Exercise directions :: Rewrite the records from the line that has "Can you spot the paved" through the line that has "x=424, y=272", raising every x and y coordinate by 42 and keeping every other line and word as it is.

[Coordinate annotation entries]
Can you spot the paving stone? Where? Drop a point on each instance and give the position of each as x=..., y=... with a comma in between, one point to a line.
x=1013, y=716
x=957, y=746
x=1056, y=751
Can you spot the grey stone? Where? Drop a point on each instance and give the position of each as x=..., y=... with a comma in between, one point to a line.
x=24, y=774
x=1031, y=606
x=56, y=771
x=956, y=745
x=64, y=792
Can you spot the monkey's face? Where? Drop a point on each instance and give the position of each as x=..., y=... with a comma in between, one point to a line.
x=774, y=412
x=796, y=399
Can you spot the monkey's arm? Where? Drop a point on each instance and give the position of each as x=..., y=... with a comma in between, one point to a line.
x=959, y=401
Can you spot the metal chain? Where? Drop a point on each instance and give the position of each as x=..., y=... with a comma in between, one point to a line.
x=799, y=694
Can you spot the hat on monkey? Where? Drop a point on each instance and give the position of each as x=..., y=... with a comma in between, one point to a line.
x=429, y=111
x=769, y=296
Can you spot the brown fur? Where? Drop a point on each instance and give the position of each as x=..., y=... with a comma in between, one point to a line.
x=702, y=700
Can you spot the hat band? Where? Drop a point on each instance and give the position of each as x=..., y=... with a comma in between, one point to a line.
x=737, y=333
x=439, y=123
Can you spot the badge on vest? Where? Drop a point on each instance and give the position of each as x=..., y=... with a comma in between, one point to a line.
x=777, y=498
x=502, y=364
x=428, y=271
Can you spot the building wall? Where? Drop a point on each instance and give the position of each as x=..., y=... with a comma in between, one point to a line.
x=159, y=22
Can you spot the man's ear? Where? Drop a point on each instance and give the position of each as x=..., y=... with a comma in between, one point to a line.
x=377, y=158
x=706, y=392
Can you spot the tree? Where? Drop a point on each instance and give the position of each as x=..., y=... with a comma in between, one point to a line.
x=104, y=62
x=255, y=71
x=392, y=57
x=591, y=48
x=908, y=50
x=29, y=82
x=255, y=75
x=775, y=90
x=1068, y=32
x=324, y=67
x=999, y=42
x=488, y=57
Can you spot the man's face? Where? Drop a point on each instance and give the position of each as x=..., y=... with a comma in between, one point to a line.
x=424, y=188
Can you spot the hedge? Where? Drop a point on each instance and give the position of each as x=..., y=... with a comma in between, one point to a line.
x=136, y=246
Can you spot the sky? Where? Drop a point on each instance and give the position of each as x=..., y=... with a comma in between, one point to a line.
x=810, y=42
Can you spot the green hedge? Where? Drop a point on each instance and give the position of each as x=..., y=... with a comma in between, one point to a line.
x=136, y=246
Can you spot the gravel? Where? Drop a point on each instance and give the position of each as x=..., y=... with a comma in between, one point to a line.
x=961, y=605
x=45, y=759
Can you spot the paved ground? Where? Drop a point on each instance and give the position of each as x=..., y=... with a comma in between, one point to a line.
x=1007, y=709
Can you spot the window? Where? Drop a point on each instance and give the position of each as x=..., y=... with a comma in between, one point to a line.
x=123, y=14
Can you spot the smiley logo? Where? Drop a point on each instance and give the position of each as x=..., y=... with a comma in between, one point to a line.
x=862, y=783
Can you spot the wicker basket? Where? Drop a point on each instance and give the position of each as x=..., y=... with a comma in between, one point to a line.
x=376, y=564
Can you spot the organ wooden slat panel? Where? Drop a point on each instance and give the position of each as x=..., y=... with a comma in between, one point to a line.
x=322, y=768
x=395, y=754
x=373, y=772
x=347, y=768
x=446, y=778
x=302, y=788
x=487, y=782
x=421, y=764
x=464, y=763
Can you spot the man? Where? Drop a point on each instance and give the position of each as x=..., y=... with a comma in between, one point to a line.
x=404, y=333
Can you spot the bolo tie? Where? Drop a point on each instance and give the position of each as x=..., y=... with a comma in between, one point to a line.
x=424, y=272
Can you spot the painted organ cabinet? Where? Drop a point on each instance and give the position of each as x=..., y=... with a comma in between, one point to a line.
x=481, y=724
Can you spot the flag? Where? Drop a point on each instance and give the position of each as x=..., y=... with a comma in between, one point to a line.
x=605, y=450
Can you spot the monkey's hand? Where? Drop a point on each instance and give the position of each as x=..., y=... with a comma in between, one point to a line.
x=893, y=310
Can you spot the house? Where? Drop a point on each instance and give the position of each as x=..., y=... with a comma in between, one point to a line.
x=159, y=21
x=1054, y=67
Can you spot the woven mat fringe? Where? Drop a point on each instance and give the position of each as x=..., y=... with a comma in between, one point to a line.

Task result ::
Can you spot the paved ground? Where? Drop a point on each instance and give the position of each as x=..., y=... with a comma in between, one point to a line.
x=1049, y=751
Can you spot the window? Where? Drop a point on each instance and give the position of each as x=..., y=... with a comma in between, one point to a line.
x=165, y=56
Can you spot the smiley logo? Where? Drop a point on each instance and give the position of each as x=..., y=... with a comma in between, one point to a line.
x=904, y=825
Can you spot the wicker basket? Where? Drop a point on each instance and give the position of each as x=..., y=... with a comma in between, one point to a line.
x=418, y=606
Can you spot the organ wooden slat panel? Where? Drop a point on each instance and give the position of each as x=..., y=... with a comma in between, one point to a line.
x=364, y=810
x=437, y=796
x=415, y=814
x=389, y=810
x=488, y=820
x=344, y=830
x=529, y=824
x=463, y=806
x=506, y=805
Can you spot the man? Where? Drop a point on each instance and give the position of each as x=..., y=... with a comma in between, one point to a line.
x=446, y=375
Can you spot the bolo tie? Where? Drop a point on each instance and give the position of each as x=..., y=... with a comma in between, one point to a line.
x=466, y=314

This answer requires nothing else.